### Extracto del documento
########

Empecemos por el mito derrotado, el de la edad de oro. Lo cuenta maravillosamente Ovidio en su obra Metaformosis: «Surgió primero la edad de oro, que, sin autoridad ninguna, de forma espontánea, sin leyes, se practicaba la lealtad y la rectitud. los pueblos, sin necesidad de guerreros, disfrutaban tranquilamente la dulzura de la paz...». Cervantes lo refleja también, si bien de forma irónica y nostálgica (échese un vistazo al discurso de Don Quijote a los cabreros. cap. XI). Según este mito, desde nuestros orígenes, no habríamos hecho otra cosa que descender, alejándonos de la verdadera felicidad. Ahora mismo, estaríamos en algo así como la «edad de hojalata».

########

### Información extraída
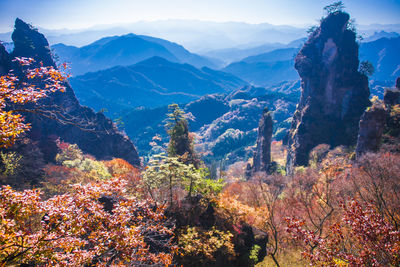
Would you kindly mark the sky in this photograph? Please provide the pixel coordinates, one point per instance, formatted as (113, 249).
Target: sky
(79, 14)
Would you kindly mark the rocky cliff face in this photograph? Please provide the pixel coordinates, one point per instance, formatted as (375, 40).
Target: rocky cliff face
(372, 124)
(262, 154)
(333, 93)
(392, 96)
(93, 132)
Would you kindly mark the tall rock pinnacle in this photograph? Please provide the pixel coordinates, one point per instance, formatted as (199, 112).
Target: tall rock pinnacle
(334, 94)
(262, 154)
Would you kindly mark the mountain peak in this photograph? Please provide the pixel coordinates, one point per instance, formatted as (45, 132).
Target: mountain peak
(333, 93)
(28, 42)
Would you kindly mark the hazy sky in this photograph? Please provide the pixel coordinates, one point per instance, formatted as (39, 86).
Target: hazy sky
(73, 14)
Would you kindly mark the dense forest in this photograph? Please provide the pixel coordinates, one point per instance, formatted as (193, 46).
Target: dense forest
(199, 165)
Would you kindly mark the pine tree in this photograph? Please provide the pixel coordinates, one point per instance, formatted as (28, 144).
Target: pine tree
(180, 144)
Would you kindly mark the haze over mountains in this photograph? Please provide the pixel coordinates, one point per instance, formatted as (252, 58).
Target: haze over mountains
(197, 36)
(150, 83)
(124, 50)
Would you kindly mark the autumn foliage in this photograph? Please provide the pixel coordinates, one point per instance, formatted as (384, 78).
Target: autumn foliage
(22, 89)
(96, 223)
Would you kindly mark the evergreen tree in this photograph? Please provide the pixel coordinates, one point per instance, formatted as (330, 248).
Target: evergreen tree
(180, 143)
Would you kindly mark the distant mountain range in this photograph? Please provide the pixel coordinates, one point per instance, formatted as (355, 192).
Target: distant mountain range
(267, 68)
(275, 66)
(384, 54)
(150, 83)
(236, 54)
(381, 34)
(194, 35)
(216, 117)
(123, 51)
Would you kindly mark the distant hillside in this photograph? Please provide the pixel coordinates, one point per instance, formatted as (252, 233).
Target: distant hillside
(238, 54)
(150, 83)
(384, 54)
(225, 124)
(123, 51)
(278, 65)
(381, 34)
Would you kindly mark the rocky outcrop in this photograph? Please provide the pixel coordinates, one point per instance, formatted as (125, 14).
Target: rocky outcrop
(392, 96)
(333, 93)
(92, 132)
(262, 154)
(4, 60)
(372, 124)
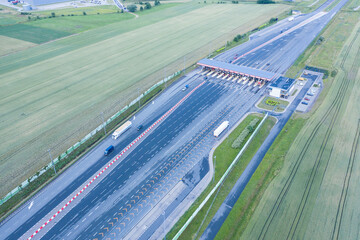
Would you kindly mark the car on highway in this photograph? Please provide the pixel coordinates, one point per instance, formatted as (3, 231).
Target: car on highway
(186, 87)
(109, 150)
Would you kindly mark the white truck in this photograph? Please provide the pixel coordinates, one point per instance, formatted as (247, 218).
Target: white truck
(121, 130)
(221, 128)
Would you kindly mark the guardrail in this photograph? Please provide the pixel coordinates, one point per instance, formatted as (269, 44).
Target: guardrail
(220, 181)
(87, 137)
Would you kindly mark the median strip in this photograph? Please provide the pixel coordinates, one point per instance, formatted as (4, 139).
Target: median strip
(220, 181)
(114, 160)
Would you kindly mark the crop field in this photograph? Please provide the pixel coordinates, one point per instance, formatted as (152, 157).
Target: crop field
(316, 194)
(269, 103)
(53, 94)
(16, 45)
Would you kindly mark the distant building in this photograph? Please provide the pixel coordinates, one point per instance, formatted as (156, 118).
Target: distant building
(44, 2)
(281, 87)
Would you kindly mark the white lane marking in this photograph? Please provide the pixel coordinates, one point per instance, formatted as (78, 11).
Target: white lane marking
(32, 202)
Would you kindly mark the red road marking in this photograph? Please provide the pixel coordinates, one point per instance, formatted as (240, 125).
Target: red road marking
(167, 113)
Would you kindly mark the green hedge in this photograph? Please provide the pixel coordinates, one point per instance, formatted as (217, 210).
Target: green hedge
(240, 139)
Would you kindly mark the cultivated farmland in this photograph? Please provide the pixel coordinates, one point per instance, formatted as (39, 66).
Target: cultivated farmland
(51, 95)
(316, 194)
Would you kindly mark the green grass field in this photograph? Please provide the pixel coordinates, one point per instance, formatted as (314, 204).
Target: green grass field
(315, 195)
(270, 166)
(225, 154)
(16, 45)
(52, 90)
(269, 103)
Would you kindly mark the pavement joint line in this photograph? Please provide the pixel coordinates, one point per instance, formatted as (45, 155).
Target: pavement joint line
(117, 158)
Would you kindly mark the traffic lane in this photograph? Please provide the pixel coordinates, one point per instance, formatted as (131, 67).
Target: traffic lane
(151, 139)
(149, 189)
(119, 145)
(226, 207)
(191, 179)
(53, 202)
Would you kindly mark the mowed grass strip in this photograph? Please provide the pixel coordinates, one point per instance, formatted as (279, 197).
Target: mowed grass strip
(315, 195)
(269, 167)
(225, 154)
(76, 24)
(269, 103)
(52, 97)
(31, 34)
(9, 45)
(56, 48)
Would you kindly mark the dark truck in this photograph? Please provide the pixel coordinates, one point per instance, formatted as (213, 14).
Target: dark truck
(109, 150)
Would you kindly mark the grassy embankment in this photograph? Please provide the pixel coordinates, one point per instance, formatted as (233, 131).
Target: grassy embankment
(319, 55)
(67, 81)
(225, 154)
(320, 168)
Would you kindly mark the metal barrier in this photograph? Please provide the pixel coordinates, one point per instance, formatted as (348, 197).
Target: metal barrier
(220, 181)
(87, 137)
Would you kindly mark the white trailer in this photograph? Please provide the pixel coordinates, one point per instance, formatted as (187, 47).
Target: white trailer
(121, 130)
(221, 128)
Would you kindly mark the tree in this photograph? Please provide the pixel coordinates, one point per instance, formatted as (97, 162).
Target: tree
(132, 8)
(147, 5)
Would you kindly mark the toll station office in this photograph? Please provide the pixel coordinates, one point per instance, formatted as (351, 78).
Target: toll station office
(281, 87)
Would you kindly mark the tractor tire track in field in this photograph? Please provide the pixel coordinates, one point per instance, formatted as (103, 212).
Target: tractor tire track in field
(336, 106)
(341, 205)
(315, 168)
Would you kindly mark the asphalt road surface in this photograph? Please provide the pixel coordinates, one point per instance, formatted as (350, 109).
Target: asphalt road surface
(172, 153)
(226, 207)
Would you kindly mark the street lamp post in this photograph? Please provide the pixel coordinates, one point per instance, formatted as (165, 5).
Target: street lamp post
(214, 168)
(102, 117)
(164, 225)
(52, 161)
(139, 96)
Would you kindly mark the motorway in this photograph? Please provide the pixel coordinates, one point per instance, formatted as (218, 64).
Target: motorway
(170, 156)
(282, 118)
(114, 205)
(257, 57)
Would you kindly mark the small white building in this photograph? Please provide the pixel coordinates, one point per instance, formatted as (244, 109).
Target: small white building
(281, 87)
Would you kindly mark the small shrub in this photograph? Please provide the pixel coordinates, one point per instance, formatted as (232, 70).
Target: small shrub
(333, 73)
(254, 122)
(272, 20)
(132, 8)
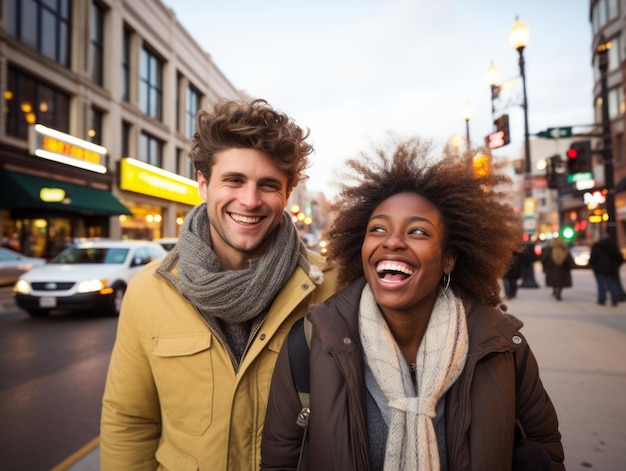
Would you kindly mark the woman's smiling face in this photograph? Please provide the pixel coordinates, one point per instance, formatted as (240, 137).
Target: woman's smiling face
(403, 253)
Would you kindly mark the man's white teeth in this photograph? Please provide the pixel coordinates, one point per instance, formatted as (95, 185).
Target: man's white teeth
(245, 219)
(388, 266)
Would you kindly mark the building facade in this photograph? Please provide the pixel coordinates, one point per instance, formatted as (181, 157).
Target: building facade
(99, 100)
(608, 23)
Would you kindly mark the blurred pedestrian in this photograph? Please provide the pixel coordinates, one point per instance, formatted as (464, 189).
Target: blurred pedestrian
(199, 330)
(605, 260)
(413, 366)
(557, 264)
(527, 261)
(513, 273)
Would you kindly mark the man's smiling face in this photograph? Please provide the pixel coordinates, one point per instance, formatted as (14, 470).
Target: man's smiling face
(246, 195)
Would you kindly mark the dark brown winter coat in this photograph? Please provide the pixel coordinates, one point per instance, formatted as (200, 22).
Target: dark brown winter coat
(481, 406)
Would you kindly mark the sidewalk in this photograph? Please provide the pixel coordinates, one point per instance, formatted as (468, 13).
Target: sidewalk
(581, 350)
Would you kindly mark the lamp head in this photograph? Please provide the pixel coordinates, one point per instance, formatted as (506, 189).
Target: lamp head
(467, 111)
(493, 75)
(519, 34)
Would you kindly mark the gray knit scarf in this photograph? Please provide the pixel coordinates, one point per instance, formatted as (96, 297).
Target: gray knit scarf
(236, 296)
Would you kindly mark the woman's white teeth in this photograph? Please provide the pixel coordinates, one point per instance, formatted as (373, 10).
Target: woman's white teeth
(388, 266)
(245, 219)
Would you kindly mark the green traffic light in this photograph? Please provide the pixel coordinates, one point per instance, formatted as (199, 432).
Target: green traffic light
(568, 233)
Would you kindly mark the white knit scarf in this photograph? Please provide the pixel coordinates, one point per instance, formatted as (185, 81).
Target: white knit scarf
(411, 441)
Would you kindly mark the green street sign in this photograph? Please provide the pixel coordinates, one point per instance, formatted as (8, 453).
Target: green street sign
(578, 177)
(556, 133)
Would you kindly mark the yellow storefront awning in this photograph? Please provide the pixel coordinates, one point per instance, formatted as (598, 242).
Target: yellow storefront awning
(21, 191)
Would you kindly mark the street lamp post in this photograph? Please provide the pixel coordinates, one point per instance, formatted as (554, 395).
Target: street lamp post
(603, 62)
(518, 37)
(467, 114)
(493, 76)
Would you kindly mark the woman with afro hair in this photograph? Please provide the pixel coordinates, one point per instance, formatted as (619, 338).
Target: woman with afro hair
(414, 365)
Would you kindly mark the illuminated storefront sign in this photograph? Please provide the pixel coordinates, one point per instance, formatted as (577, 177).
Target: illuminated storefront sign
(52, 195)
(146, 179)
(54, 145)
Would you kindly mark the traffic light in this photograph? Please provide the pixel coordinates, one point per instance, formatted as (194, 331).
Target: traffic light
(502, 125)
(579, 157)
(568, 233)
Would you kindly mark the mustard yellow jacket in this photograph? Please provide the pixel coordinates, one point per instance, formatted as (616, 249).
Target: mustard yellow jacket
(173, 399)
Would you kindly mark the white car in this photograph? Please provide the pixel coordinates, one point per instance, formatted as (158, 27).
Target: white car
(89, 276)
(13, 264)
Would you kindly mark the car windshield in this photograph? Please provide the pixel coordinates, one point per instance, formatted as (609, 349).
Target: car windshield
(75, 255)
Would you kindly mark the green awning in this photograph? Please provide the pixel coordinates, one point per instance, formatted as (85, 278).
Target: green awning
(21, 191)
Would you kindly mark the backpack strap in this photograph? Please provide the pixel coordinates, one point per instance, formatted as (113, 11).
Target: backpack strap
(298, 341)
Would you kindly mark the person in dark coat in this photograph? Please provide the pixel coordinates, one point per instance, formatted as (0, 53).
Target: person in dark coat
(557, 264)
(414, 365)
(513, 273)
(605, 261)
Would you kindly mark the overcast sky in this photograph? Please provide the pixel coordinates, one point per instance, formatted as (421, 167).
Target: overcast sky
(353, 70)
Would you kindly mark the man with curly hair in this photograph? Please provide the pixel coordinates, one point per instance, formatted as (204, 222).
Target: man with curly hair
(414, 365)
(200, 330)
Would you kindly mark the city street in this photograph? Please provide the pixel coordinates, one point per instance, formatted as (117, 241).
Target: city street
(52, 374)
(580, 347)
(581, 350)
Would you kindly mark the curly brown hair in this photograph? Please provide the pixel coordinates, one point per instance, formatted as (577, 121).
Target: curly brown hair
(251, 124)
(482, 229)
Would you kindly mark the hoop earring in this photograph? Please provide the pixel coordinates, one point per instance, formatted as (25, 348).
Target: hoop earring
(446, 281)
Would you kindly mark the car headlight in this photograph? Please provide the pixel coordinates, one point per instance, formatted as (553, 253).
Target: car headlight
(22, 287)
(89, 286)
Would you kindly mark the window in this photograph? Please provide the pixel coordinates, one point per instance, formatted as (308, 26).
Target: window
(615, 54)
(96, 56)
(95, 128)
(126, 65)
(150, 89)
(619, 148)
(29, 101)
(150, 150)
(192, 104)
(184, 166)
(603, 12)
(126, 133)
(44, 25)
(616, 102)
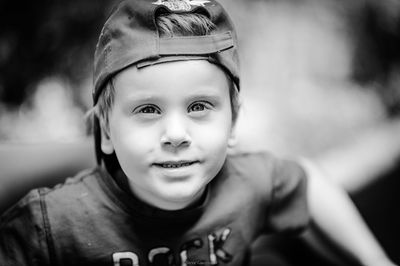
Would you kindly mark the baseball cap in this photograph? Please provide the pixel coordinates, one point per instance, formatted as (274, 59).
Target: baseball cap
(130, 37)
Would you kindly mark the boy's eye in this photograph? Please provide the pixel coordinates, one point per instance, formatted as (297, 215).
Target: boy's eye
(147, 109)
(198, 107)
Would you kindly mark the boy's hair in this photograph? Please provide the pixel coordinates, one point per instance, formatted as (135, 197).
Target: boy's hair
(169, 25)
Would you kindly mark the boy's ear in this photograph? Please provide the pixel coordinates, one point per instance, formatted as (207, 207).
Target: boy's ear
(107, 146)
(232, 141)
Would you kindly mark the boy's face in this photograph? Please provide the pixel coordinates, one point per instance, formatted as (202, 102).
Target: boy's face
(170, 127)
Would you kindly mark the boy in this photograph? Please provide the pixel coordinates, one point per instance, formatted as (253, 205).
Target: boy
(165, 93)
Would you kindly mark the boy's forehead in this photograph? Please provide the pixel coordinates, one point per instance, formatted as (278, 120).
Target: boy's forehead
(193, 74)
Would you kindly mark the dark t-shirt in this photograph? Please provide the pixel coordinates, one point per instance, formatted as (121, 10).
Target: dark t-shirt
(90, 220)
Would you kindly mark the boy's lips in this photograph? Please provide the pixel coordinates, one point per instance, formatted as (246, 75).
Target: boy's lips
(175, 164)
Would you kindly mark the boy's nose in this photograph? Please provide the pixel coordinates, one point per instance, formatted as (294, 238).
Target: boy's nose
(175, 133)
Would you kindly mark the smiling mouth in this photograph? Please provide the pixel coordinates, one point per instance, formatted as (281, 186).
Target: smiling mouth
(175, 164)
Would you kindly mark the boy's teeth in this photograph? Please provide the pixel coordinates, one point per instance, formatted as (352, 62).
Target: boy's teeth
(168, 165)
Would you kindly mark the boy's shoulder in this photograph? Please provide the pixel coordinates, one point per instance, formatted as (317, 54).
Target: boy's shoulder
(261, 163)
(35, 201)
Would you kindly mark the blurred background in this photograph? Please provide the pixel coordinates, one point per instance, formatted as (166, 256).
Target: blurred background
(320, 78)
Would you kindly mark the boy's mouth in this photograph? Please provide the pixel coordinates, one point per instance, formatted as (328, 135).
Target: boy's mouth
(175, 164)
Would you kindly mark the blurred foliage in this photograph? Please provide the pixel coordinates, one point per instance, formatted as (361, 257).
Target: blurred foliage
(377, 54)
(46, 38)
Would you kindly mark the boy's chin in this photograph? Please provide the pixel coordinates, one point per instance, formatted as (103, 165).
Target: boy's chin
(180, 199)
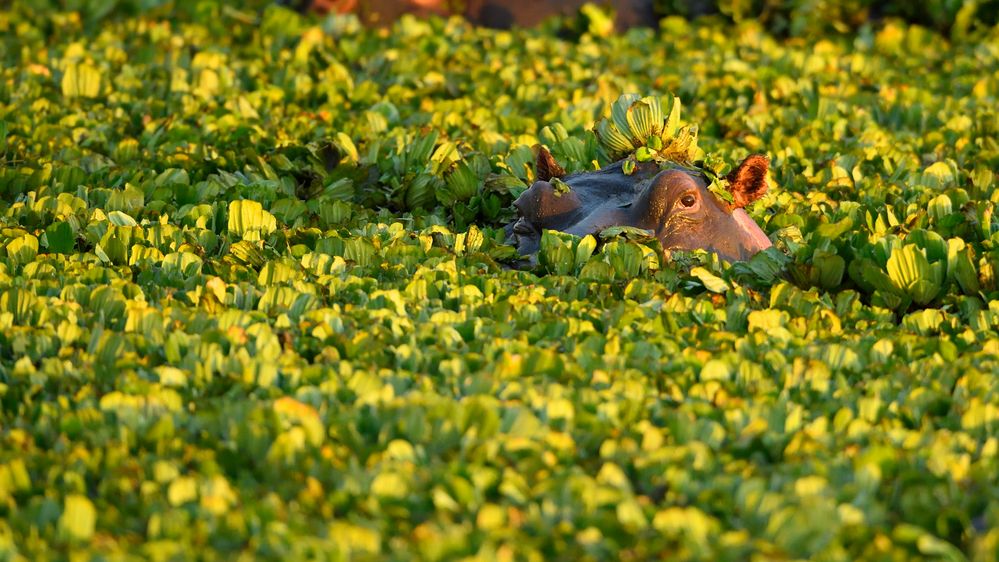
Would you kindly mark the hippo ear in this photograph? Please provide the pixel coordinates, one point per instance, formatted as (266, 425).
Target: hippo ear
(547, 167)
(748, 182)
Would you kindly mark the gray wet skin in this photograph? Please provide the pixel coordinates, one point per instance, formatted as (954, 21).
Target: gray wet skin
(675, 204)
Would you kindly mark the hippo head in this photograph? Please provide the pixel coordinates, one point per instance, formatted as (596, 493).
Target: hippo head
(675, 204)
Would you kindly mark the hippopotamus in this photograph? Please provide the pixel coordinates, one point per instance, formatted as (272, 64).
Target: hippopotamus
(674, 203)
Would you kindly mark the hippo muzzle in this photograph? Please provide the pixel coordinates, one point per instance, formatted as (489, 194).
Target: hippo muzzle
(675, 204)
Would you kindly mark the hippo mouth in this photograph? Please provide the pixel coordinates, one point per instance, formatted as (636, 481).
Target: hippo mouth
(674, 203)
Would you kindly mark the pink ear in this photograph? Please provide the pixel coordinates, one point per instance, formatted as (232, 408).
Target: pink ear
(748, 182)
(547, 167)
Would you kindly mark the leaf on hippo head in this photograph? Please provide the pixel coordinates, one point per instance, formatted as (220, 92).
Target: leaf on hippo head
(547, 167)
(627, 232)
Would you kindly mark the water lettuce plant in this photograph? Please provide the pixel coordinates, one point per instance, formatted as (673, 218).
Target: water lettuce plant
(255, 300)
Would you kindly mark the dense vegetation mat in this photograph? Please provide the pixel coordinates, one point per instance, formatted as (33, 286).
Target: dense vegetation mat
(254, 297)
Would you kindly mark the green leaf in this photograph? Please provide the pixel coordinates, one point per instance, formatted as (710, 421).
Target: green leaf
(249, 220)
(81, 80)
(556, 254)
(710, 281)
(23, 249)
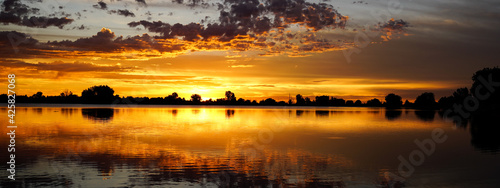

########

### Trabajo requerido
1) Traduce al inglés esta oración del fragmento sobre el mito de la edad de oro: «Según este mito, desde nuestros orígenes, no habríamos hecho otra cosa que descender, alejándonos de la verdadera felicidad.»
2) Continúa el fragmento sobre el mito de la edad de oro a partir de su última oración.
El material no hace falta para resolver nada de lo que se pide.

### Respuestas del ejercicio
1) According to this myth, since our origins we would have done nothing but decline, moving further away from true happiness.

2)
En cuanto al mito progresista, empieza a gestarse ya con el Cristianismo: el pecado original nos expulsó del Paraíso y Jesucristo nos redimió, prometiéndonos otro paraíso. Después de nuestra corta vida material en la tierra, disfrutaríamos de la beatitud y la bienaventuranza espiritual durante toda la eternidad. Luego vinieron la Ilustración, el Liberalismo y K. Marx, y el mito cuajó: la Humanidad irá pasando por etapas cada vez más prósperas hasta llegar al paraíso comunista. Los dictadores proletarios administrarán, en nuestro nombre, el conocimiento científico-técnico, al servicio de la sociedad sin clases.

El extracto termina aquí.